WHAT THIS TASK INVOLVES >> Extend the page on deep brain stimulation for tremors, picking up right after its final sentence.

SELECTED EXTRACT >>

Dr. Andrew Lerman at Gables Neurology provides expert neurological care for adults throughout South Florida. His Miami practice offers effective treatment for Parkinson’s, seizures, dementia, stroke recovery, and other complex neurological conditions.
Dedicated to providing the information you need to make the best decisions about your health, our Gables Neurology team shares facts about the benefits of deep brain stimulation for tremors.
What is deep brain stimulation?
Deep brain stimulation (DBS) uses low-level electrical pulses to regulate abnormal brain activity leading to hand, voice, and head tremors.
During DBS, small electrodes surgically implanted into specific brain areas send out pulses controlled by a small medical device called a neurostimulator. The pacemaker-type device is programmed to suit your individual needs and is usually placed under the skin of your upper chest.
Also hidden under your skin, a small wire (lead) connects the neurostimulator to the electrodes. The device works continuously, but your neurologist may recommend turning it off overnight, depending on your underlying condition.
Why would I need deep brain stimulation?
Tremors are frequently disabling and a particularly bothersome complication of numerous neurological movement disorders.
Uncontrollable tremors associated with Parkinson’s disease, for instance, can make it difficult to walk, dress, or even lift a glass of water. Medications help control tremors in the early stages of the disease, but often become less effective as your condition advances.

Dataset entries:
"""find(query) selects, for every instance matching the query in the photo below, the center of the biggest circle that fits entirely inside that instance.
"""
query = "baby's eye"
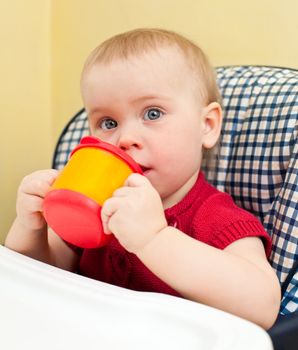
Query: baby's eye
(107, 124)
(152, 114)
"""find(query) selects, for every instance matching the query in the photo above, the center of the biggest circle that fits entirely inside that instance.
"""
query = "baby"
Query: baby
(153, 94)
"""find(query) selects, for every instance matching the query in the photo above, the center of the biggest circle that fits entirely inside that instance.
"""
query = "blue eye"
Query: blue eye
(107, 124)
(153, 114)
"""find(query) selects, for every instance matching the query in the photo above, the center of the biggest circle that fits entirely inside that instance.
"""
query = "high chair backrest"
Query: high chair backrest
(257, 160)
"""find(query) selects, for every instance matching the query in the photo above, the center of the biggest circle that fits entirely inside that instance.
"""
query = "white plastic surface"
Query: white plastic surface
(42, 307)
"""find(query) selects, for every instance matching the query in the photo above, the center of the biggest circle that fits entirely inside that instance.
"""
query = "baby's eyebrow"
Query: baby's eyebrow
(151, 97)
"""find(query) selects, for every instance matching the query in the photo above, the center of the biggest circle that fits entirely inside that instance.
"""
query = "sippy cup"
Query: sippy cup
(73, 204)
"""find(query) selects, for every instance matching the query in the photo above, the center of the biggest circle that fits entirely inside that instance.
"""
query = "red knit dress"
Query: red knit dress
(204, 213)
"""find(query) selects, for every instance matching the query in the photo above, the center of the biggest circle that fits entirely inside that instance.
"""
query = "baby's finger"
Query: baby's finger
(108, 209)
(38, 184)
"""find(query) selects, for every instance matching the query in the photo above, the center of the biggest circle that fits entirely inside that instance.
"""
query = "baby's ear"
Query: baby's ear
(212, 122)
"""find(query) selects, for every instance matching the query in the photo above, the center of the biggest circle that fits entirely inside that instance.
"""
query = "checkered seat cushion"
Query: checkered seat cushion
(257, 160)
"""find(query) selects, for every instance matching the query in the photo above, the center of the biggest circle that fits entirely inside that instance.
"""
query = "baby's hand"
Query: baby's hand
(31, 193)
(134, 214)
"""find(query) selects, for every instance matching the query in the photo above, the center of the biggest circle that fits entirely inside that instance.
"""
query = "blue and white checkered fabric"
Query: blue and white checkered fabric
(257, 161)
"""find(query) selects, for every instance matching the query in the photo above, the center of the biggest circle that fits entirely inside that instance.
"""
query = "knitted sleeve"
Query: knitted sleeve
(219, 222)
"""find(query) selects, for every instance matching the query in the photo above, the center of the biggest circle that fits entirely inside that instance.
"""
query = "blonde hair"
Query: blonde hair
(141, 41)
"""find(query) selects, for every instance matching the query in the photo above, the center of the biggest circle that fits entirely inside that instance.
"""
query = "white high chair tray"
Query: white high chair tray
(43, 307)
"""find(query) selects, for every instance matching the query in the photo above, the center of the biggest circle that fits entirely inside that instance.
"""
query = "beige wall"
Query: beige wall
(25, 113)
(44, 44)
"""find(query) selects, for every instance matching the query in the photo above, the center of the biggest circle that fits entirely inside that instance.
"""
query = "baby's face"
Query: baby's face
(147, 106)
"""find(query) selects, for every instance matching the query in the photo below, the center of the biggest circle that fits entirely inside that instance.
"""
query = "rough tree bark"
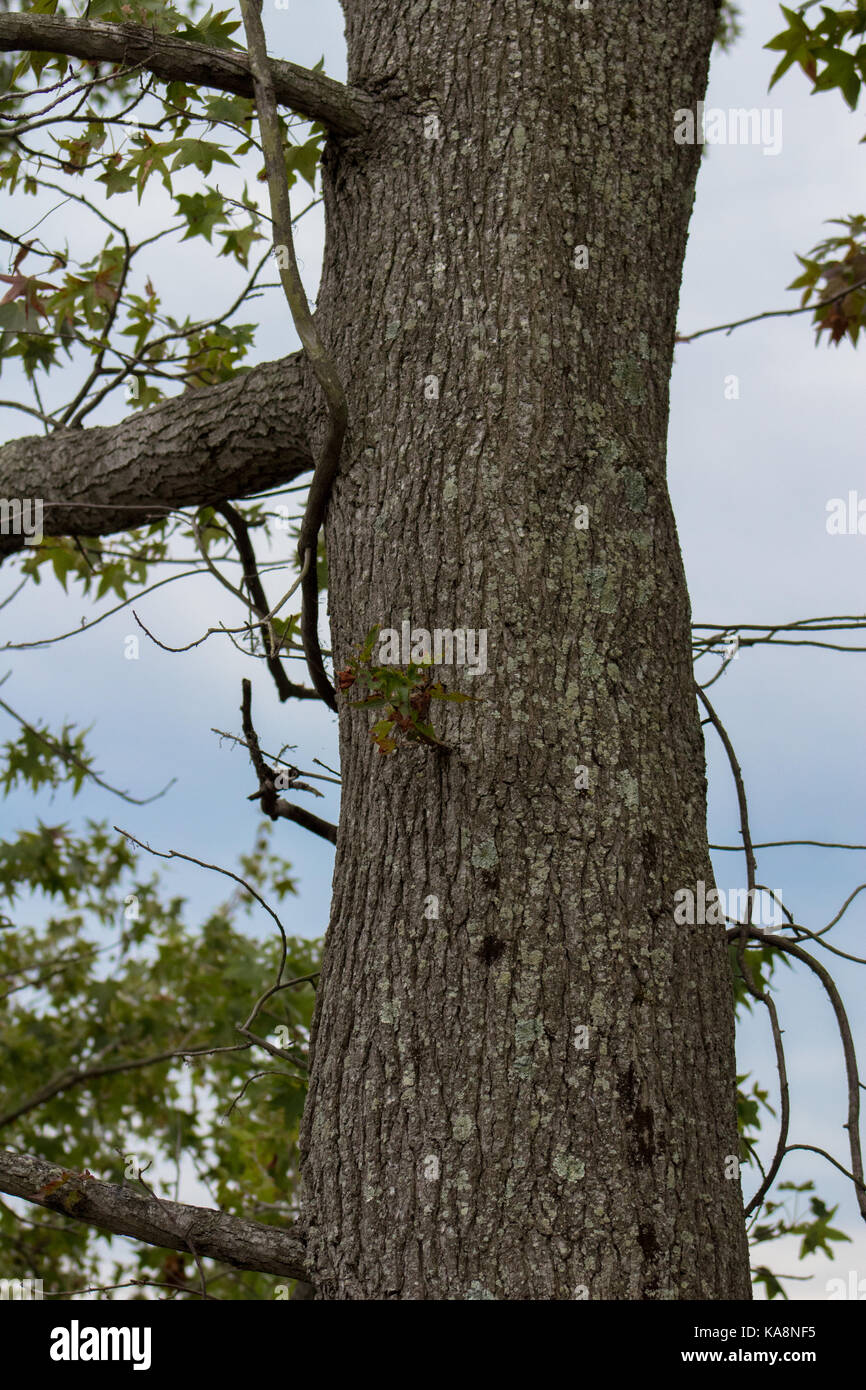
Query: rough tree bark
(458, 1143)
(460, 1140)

TASK RESPONSE >>
Dr. Lerman may recommend DBS for treatment-resistant tremors related to:
- Multiple sclerosis
- Essential tremor disorder
- Dystonia, which causes involuntary muscle contractions
Obsessive-compulsive disorder and epilepsy (seizure disorder) not controlled with traditional therapies may also respond well to DBS. In addition, research is ongoing regarding its effectiveness in treating chronic pain, cluster headaches, and Tourette syndrome.
Is deep brain stimulation safe?
DBS is FDA-cleared and considered a safe, effective treatment when medication, physical therapy, and other conservative remedies fail to control your symptoms.
Dr. Lerman recommends DBS treatment based on your overall health, response to your current treatment, and how tremors and other debilitating symptoms interfere with your quality of life.
What can I expect during and after DBS surgery?
Dr. Lerman discusses the procedure in detail before moving forward with DBS surgery provided through Baptist Health and University of Miami Hospital programs.
Evaluation before the procedure typically includes a physical exam, lab tests, and brain imaging studies such as an MRI or CT scan to calculate the appropriate placement of electrodes.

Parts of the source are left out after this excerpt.